Data statistics and analysis

The recovery rate of samples was analyzed for significance using SPSS 22.0 (Statistical Product and Service Solutions), using one-way analysis of variance (ANOVA). Differential significance of recovery rates with different treatments was evaluated by the minimum significance difference (p < 0.05). The minimum detection concentration of method was calculated using the formula:

$$ {\text{Minimum detection}} {\text{limit}} {\text{of method}} {\text{ng}} {\text{g}}^{ - 1} , {\text{L}}^{ - 1} = \frac{{{\text{minimum detection quality}} \,({\text{ng}}) \times {\text{configuration volume}} \,({\text{mL}})}}{{{\text{injection volume}} \,(\mu {\text{L}}) \times {\text{sample amount}} \,({\text{g}}, L)}} $$

LOD is the limit of detection of the instrument, MDL is the minimum detection limit of the method, and ND is less than MDL.

● Listed entries:
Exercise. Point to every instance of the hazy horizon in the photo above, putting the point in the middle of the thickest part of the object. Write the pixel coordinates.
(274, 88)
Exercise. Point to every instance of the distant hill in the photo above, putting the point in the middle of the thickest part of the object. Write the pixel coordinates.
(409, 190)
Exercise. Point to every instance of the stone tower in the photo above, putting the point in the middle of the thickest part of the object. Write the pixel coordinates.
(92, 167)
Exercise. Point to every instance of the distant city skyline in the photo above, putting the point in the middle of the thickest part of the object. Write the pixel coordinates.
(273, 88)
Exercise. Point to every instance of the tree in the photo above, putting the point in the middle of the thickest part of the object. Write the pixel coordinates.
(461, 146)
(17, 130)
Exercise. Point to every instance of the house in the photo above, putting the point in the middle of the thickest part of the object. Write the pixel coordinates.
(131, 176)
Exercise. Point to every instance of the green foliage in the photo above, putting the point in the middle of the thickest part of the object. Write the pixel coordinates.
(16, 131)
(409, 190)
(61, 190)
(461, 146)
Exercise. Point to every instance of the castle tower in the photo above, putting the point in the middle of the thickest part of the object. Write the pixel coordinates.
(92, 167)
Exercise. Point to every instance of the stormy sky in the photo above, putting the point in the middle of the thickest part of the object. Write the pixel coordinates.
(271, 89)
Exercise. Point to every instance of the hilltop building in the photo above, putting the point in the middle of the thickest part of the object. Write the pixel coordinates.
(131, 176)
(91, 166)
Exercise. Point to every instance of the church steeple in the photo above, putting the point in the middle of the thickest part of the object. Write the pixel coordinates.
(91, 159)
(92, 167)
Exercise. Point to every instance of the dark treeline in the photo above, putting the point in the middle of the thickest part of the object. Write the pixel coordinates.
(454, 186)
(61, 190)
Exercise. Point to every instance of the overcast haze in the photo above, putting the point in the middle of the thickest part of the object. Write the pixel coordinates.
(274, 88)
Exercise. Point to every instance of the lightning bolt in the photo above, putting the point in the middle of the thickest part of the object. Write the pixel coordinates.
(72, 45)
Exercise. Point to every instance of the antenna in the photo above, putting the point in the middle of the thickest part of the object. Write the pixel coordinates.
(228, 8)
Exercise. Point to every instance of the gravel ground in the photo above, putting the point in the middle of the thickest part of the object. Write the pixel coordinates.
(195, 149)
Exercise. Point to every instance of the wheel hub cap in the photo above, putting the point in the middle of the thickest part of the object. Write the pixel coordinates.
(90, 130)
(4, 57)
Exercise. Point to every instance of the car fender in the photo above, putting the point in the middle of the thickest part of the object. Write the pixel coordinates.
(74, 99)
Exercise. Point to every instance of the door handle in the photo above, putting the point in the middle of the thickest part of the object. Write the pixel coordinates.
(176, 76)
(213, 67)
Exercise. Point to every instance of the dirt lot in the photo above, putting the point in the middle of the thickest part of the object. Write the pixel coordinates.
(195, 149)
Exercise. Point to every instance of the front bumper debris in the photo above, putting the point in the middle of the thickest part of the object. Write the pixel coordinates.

● Things to do:
1. According to the data statistics and analysis excerpt, which software was used to test the recovery rates for significance?
2. Reproduce the data statistics and analysis excerpt between "The recovery rate" and "less than MDL.", inclusive.
3. Carry on the passage about data statistics and analysis, starting right after its final sentence.

● Results for each task:
1. SPSS 22.0 (Statistical Product and Service Solutions)

2.
The recovery rate of samples was analyzed for significance using SPSS 22.0 (Statistical Product and Service Solutions), using one-way analysis of variance (ANOVA). Differential significance of recovery rates with different treatments was evaluated by the minimum significance difference (p < 0.05). The minimum detection concentration of method was calculated using the formula:

$$ {\text{Minimum detection}} {\text{limit}} {\text{of method}} {\text{ng}} {\text{g}}^{ - 1} , {\text{L}}^{ - 1} = \frac{{{\text{minimum detection quality}} \,({\text{ng}}) \times {\text{configuration volume}} \,({\text{mL}})}}{{{\text{injection volume}} \,(\mu {\text{L}}) \times {\text{sample amount}} \,({\text{g}}, L)}} $$

LOD is the limit of detection of the instrument, MDL is the minimum detection limit of the method, and ND is less than MDL.

3.
Results and discussion

Optimization of HPLC–MS/MS

Optimization of the mass spectrometry

TBBPA and its bromine metabolites were easy to lose H + and produce negatively charged ions after entering the first-order mass spectrometry. Therefore, the primary mass spectra of BPA, mono-BBPA, B-Di-BBPA, X-Di-BBPA, tri-BBPA and TBBPA single standard solution (500 ng mL−1) were analyzed in negative ion mode, and the best parent ion mass charge ratio m/z of the five compounds was obtained: 227.10, 305.00, 384.90, 462.80 and 542.50 ([M-H]). Then each parent ion was carried out secondary mass spectrometry analysis, and continued to optimize the collision energy of each product ion in selective reaction monitor (SRM), the ion with the strongest signal was selected for quantitative analysis and the ion with the sub strongest signal was used for qualitative analysis, m/z of TBBPA and its brominated derivatives is shown in Fig. 1a.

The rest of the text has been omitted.